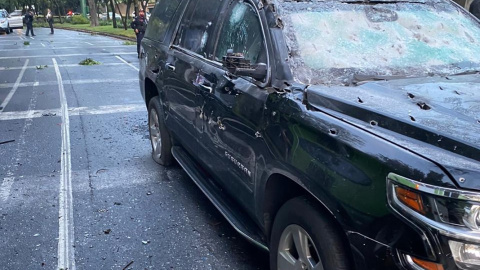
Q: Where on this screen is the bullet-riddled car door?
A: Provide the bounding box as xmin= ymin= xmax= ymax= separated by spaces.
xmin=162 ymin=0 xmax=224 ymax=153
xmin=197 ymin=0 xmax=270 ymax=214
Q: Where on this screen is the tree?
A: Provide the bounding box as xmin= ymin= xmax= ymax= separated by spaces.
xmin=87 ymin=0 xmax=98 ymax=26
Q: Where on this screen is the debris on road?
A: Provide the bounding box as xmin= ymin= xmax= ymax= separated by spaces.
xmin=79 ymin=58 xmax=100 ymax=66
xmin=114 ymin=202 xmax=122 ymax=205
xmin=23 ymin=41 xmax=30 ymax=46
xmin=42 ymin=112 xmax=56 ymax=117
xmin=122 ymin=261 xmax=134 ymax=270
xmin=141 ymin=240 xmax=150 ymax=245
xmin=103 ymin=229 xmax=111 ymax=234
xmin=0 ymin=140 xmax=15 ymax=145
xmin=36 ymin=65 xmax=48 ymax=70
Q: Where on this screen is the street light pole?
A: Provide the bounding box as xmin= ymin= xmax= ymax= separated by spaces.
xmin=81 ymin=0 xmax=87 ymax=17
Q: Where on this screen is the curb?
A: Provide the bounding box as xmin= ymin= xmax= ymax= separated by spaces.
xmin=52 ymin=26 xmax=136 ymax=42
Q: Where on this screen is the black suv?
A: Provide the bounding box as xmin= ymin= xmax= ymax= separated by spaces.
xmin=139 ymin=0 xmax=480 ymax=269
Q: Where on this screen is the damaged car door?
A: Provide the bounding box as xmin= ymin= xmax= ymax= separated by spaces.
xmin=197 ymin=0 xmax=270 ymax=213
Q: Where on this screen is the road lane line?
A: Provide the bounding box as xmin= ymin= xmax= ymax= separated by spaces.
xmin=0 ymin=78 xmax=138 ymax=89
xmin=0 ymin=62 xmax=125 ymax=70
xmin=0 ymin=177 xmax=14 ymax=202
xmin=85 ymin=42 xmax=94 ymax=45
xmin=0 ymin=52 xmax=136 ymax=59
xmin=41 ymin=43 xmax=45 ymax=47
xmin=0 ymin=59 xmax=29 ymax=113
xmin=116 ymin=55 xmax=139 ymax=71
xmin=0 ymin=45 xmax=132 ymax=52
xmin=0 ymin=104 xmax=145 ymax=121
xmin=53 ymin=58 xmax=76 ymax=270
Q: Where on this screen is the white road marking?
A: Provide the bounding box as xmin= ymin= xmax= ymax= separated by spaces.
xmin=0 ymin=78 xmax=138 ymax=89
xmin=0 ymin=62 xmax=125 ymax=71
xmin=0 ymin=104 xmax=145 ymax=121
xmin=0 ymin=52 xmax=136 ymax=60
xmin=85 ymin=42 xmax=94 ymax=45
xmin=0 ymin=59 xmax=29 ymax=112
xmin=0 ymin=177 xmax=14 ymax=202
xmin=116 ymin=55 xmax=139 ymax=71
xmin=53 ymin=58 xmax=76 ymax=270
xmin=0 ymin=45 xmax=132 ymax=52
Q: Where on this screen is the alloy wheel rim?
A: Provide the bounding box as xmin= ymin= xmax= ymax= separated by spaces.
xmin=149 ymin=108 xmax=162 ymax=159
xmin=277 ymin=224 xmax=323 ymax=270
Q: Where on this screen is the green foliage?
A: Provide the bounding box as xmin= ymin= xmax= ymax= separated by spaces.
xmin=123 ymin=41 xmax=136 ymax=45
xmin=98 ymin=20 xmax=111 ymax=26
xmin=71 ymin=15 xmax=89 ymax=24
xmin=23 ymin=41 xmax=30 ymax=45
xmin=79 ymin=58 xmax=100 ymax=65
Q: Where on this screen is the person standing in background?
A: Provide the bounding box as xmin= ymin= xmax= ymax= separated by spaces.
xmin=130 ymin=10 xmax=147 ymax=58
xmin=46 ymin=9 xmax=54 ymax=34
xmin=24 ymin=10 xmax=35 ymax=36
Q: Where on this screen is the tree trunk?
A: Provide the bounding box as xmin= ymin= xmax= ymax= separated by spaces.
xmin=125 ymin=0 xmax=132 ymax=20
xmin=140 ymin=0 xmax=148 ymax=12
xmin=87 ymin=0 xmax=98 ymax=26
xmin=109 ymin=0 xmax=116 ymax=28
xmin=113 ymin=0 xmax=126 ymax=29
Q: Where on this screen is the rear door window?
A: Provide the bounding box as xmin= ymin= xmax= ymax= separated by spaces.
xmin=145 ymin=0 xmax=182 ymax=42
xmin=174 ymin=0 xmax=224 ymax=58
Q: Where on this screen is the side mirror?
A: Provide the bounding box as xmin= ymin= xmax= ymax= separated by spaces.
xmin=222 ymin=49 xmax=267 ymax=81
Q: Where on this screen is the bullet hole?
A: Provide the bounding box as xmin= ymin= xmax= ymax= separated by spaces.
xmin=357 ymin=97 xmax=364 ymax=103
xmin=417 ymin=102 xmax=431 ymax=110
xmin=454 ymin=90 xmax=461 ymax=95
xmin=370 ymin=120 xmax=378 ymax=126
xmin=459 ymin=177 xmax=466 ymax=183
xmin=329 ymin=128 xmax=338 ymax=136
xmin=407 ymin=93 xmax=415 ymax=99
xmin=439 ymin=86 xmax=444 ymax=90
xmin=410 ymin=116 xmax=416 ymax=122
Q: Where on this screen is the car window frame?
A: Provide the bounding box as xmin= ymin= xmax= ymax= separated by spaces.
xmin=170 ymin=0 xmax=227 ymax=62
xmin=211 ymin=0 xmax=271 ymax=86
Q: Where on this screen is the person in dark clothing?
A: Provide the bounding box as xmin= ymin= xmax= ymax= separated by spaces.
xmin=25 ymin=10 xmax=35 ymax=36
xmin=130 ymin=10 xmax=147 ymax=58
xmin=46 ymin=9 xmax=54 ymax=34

--------

Work item: Without the pictures, give back every record precisely as shown.

Answer to this exercise:
Q: Where on this screen is the bullet-riddled car door?
A: Provide the bounding box as xmin= ymin= xmax= ymax= separated by spaces.
xmin=162 ymin=0 xmax=224 ymax=153
xmin=197 ymin=0 xmax=270 ymax=214
Q: Where on this screen is the tree?
A: Provide the bounding box as xmin= ymin= xmax= ymax= separated by spaces.
xmin=87 ymin=0 xmax=98 ymax=26
Q: Where on this screen is the debris on road?
A: Provide the bounding box as xmin= ymin= xmax= ymax= separated by spaces.
xmin=79 ymin=58 xmax=100 ymax=66
xmin=114 ymin=202 xmax=122 ymax=205
xmin=23 ymin=41 xmax=30 ymax=46
xmin=42 ymin=112 xmax=56 ymax=117
xmin=122 ymin=261 xmax=134 ymax=270
xmin=141 ymin=240 xmax=150 ymax=245
xmin=103 ymin=229 xmax=111 ymax=234
xmin=0 ymin=140 xmax=15 ymax=145
xmin=36 ymin=65 xmax=48 ymax=70
Q: Where on this screen is the street light pole?
A: Provide the bounding box as xmin= ymin= xmax= ymax= separated by spaces.
xmin=81 ymin=0 xmax=87 ymax=17
Q: Where on this screen is the curb?
A: Provide the bounding box as xmin= ymin= xmax= ymax= separated by spaces.
xmin=52 ymin=26 xmax=136 ymax=42
Q: Where on this screen is the black suv?
A: Provide the bounding box as xmin= ymin= xmax= ymax= separated by spaces.
xmin=139 ymin=0 xmax=480 ymax=269
Q: Where on this screen is the damaged car door?
A: Provide the bounding box as xmin= ymin= xmax= ymax= separated by spaces.
xmin=197 ymin=0 xmax=270 ymax=213
Q: Where on this screen is the road lane line?
A: Provide the bounding box as xmin= ymin= xmax= ymax= separated by spaces.
xmin=0 ymin=78 xmax=138 ymax=89
xmin=0 ymin=62 xmax=125 ymax=70
xmin=0 ymin=177 xmax=14 ymax=202
xmin=85 ymin=42 xmax=94 ymax=45
xmin=0 ymin=52 xmax=136 ymax=59
xmin=41 ymin=43 xmax=45 ymax=47
xmin=0 ymin=59 xmax=29 ymax=113
xmin=116 ymin=55 xmax=139 ymax=71
xmin=0 ymin=45 xmax=132 ymax=52
xmin=0 ymin=104 xmax=145 ymax=121
xmin=53 ymin=58 xmax=76 ymax=270
Q: Where on this screen is the white road marking?
A: Provide the bounding box as xmin= ymin= xmax= ymax= separated by spaces.
xmin=0 ymin=78 xmax=138 ymax=89
xmin=0 ymin=62 xmax=125 ymax=71
xmin=0 ymin=104 xmax=145 ymax=121
xmin=0 ymin=52 xmax=136 ymax=60
xmin=85 ymin=42 xmax=94 ymax=45
xmin=0 ymin=59 xmax=29 ymax=112
xmin=0 ymin=177 xmax=14 ymax=202
xmin=116 ymin=55 xmax=139 ymax=71
xmin=53 ymin=58 xmax=76 ymax=270
xmin=0 ymin=45 xmax=132 ymax=52
Q: Where on this screen is the alloy wheel rim?
A: Provide the bounding box as xmin= ymin= xmax= ymax= separated by spaces.
xmin=149 ymin=108 xmax=162 ymax=159
xmin=277 ymin=224 xmax=323 ymax=270
Q: Where on this screen is the green foliage?
A: Provide the bounding box as xmin= ymin= xmax= ymax= separated by spaces.
xmin=123 ymin=41 xmax=136 ymax=45
xmin=98 ymin=20 xmax=111 ymax=26
xmin=71 ymin=15 xmax=89 ymax=24
xmin=23 ymin=41 xmax=30 ymax=45
xmin=79 ymin=58 xmax=100 ymax=65
Q: Where on this screen is the person standing in background?
A: Provide the bounding box as xmin= ymin= xmax= ymax= separated by spaces.
xmin=130 ymin=10 xmax=147 ymax=58
xmin=46 ymin=9 xmax=54 ymax=34
xmin=24 ymin=10 xmax=35 ymax=36
Q: Where on this screen is the tree trunk?
A: Provide the bounding box as xmin= ymin= xmax= ymax= separated by spaces.
xmin=125 ymin=0 xmax=132 ymax=20
xmin=140 ymin=0 xmax=148 ymax=12
xmin=87 ymin=0 xmax=98 ymax=26
xmin=109 ymin=0 xmax=116 ymax=28
xmin=113 ymin=0 xmax=126 ymax=29
Q: Where on this screen is the rear door window?
A: Provide the bounding box as xmin= ymin= xmax= ymax= separated by spaces.
xmin=145 ymin=0 xmax=182 ymax=42
xmin=174 ymin=0 xmax=224 ymax=58
Q: Where on this screen is the side mirror?
A: Provide the bounding box as xmin= ymin= xmax= ymax= separated by spaces.
xmin=222 ymin=49 xmax=267 ymax=81
Q: Where on this screen is the bullet hole?
A: Provide the bounding box as xmin= ymin= xmax= ymax= separated by spaces.
xmin=357 ymin=97 xmax=364 ymax=103
xmin=417 ymin=102 xmax=431 ymax=110
xmin=454 ymin=90 xmax=461 ymax=95
xmin=370 ymin=120 xmax=378 ymax=126
xmin=459 ymin=177 xmax=466 ymax=183
xmin=329 ymin=128 xmax=338 ymax=136
xmin=407 ymin=93 xmax=415 ymax=99
xmin=439 ymin=86 xmax=444 ymax=90
xmin=410 ymin=116 xmax=416 ymax=122
Q: Where on this screen is the car window frame?
A: Provide the bounding box as xmin= ymin= xmax= ymax= separated by spaces.
xmin=170 ymin=0 xmax=227 ymax=62
xmin=211 ymin=0 xmax=271 ymax=86
Q: Where on this screen is the person in dark clothing?
A: Provide the bounding box as xmin= ymin= xmax= ymax= separated by spaces.
xmin=25 ymin=10 xmax=35 ymax=36
xmin=130 ymin=10 xmax=147 ymax=58
xmin=46 ymin=9 xmax=54 ymax=34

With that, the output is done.